#### DESCRIPTION OF THE TASK:
Convert all of the records below into a two-column CSV with the header row input,output. Give one row per record, with its text in the input field and its answer in the output field, each field enclosed in double quotes and any line breaks replaced by spaces.

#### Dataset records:
* * *

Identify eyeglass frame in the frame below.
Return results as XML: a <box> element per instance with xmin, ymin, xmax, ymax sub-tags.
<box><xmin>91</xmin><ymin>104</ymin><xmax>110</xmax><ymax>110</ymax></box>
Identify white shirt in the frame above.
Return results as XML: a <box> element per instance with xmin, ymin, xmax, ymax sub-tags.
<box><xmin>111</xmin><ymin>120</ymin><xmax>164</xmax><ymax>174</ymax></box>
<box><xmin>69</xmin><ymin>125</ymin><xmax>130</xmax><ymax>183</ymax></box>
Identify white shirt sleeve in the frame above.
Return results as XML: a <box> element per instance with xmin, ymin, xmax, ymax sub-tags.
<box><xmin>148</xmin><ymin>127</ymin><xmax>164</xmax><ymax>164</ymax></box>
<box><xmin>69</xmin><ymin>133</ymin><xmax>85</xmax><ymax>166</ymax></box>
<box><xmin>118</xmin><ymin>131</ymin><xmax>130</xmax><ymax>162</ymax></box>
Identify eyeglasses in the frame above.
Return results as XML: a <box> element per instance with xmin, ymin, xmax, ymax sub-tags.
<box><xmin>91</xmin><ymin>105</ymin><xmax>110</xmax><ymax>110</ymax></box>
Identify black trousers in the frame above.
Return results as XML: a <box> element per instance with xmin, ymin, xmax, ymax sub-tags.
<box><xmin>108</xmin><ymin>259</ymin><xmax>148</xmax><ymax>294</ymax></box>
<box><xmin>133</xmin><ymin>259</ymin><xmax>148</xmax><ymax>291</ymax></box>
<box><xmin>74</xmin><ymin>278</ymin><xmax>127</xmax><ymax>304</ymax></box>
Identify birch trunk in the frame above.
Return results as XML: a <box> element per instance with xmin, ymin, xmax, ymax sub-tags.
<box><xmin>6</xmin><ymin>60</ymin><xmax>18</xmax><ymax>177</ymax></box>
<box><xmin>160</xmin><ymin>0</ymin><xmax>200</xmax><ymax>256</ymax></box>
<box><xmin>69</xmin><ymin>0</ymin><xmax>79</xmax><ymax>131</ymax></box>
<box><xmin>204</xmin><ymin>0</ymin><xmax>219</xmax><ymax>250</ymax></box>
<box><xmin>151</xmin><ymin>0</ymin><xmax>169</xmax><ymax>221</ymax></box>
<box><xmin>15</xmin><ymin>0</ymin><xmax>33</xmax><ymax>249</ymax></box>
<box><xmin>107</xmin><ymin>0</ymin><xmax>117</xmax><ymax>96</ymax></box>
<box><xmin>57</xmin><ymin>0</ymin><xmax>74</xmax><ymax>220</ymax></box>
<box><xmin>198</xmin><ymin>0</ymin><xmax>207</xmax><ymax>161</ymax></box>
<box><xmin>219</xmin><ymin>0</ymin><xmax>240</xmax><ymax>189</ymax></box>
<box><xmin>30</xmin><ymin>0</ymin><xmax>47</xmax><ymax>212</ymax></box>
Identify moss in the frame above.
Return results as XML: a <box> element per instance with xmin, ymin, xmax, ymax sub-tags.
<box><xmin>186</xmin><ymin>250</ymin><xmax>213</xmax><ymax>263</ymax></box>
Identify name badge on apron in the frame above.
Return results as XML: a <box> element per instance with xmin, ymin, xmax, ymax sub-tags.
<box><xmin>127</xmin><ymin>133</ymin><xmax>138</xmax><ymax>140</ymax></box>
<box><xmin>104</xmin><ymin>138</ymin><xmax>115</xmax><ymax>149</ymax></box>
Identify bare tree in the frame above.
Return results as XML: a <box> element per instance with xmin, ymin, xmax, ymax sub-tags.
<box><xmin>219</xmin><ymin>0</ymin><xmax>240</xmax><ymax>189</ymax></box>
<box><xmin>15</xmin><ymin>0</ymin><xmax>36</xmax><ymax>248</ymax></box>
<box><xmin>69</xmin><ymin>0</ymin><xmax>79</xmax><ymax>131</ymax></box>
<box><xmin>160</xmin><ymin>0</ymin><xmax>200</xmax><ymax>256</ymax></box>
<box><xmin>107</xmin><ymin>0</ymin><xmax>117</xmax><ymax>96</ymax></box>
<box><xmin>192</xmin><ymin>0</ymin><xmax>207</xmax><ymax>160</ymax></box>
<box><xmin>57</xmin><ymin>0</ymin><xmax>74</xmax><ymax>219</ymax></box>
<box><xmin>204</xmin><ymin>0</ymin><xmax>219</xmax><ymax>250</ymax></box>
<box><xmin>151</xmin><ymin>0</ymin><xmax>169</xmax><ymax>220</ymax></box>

* * *

#### TASK ANSWER:
input,output
"Identify eyeglass frame in the frame below. Return results as XML: a <box> element per instance with xmin, ymin, xmax, ymax sub-tags.","<box><xmin>91</xmin><ymin>104</ymin><xmax>110</xmax><ymax>110</ymax></box>"
"Identify white shirt in the frame above. Return results as XML: a <box> element per instance with xmin, ymin, xmax, ymax sub-tags.","<box><xmin>111</xmin><ymin>120</ymin><xmax>164</xmax><ymax>174</ymax></box> <box><xmin>69</xmin><ymin>125</ymin><xmax>130</xmax><ymax>183</ymax></box>"
"Identify white shirt sleeve in the frame above. Return results as XML: a <box> element per instance with xmin, ymin, xmax, ymax sub-tags.","<box><xmin>148</xmin><ymin>127</ymin><xmax>164</xmax><ymax>164</ymax></box> <box><xmin>69</xmin><ymin>133</ymin><xmax>85</xmax><ymax>166</ymax></box> <box><xmin>118</xmin><ymin>131</ymin><xmax>130</xmax><ymax>162</ymax></box>"
"Identify eyeglasses in the frame above. Return results as XML: a <box> element per instance with xmin, ymin, xmax, ymax sub-tags.","<box><xmin>91</xmin><ymin>105</ymin><xmax>110</xmax><ymax>110</ymax></box>"
"Identify black trousers in the frame above. Return results as XML: a <box> element per instance with xmin, ymin, xmax, ymax sub-tags.","<box><xmin>108</xmin><ymin>259</ymin><xmax>148</xmax><ymax>294</ymax></box> <box><xmin>133</xmin><ymin>259</ymin><xmax>148</xmax><ymax>291</ymax></box> <box><xmin>74</xmin><ymin>278</ymin><xmax>127</xmax><ymax>304</ymax></box>"
"Identify birch trunk in the frame above. Return results as XML: a <box> element per instance with xmin, ymin, xmax, ymax sub-tags.","<box><xmin>6</xmin><ymin>60</ymin><xmax>18</xmax><ymax>177</ymax></box> <box><xmin>160</xmin><ymin>0</ymin><xmax>200</xmax><ymax>256</ymax></box> <box><xmin>69</xmin><ymin>0</ymin><xmax>79</xmax><ymax>131</ymax></box> <box><xmin>204</xmin><ymin>0</ymin><xmax>219</xmax><ymax>250</ymax></box> <box><xmin>151</xmin><ymin>0</ymin><xmax>169</xmax><ymax>221</ymax></box> <box><xmin>15</xmin><ymin>0</ymin><xmax>33</xmax><ymax>249</ymax></box> <box><xmin>107</xmin><ymin>0</ymin><xmax>117</xmax><ymax>96</ymax></box> <box><xmin>57</xmin><ymin>0</ymin><xmax>74</xmax><ymax>220</ymax></box> <box><xmin>198</xmin><ymin>0</ymin><xmax>207</xmax><ymax>161</ymax></box> <box><xmin>219</xmin><ymin>0</ymin><xmax>240</xmax><ymax>189</ymax></box> <box><xmin>30</xmin><ymin>0</ymin><xmax>47</xmax><ymax>212</ymax></box>"
"Identify moss in the frame above. Return results as XML: a <box> element per instance with xmin, ymin, xmax, ymax sub-tags.","<box><xmin>186</xmin><ymin>250</ymin><xmax>213</xmax><ymax>263</ymax></box>"
"Identify name badge on apron in the frame above. Return results as XML: a <box> element per instance with xmin, ymin, xmax, ymax sub-tags.","<box><xmin>127</xmin><ymin>133</ymin><xmax>138</xmax><ymax>140</ymax></box> <box><xmin>104</xmin><ymin>138</ymin><xmax>115</xmax><ymax>149</ymax></box>"
"Identify bare tree in the frame above. Return results as XML: a <box> element per instance with xmin, ymin, xmax, ymax sub-tags.","<box><xmin>219</xmin><ymin>0</ymin><xmax>240</xmax><ymax>189</ymax></box> <box><xmin>15</xmin><ymin>0</ymin><xmax>36</xmax><ymax>248</ymax></box> <box><xmin>69</xmin><ymin>0</ymin><xmax>79</xmax><ymax>131</ymax></box> <box><xmin>160</xmin><ymin>0</ymin><xmax>200</xmax><ymax>256</ymax></box> <box><xmin>107</xmin><ymin>0</ymin><xmax>117</xmax><ymax>96</ymax></box> <box><xmin>192</xmin><ymin>0</ymin><xmax>207</xmax><ymax>160</ymax></box> <box><xmin>57</xmin><ymin>0</ymin><xmax>74</xmax><ymax>219</ymax></box> <box><xmin>204</xmin><ymin>0</ymin><xmax>219</xmax><ymax>250</ymax></box> <box><xmin>151</xmin><ymin>0</ymin><xmax>169</xmax><ymax>220</ymax></box>"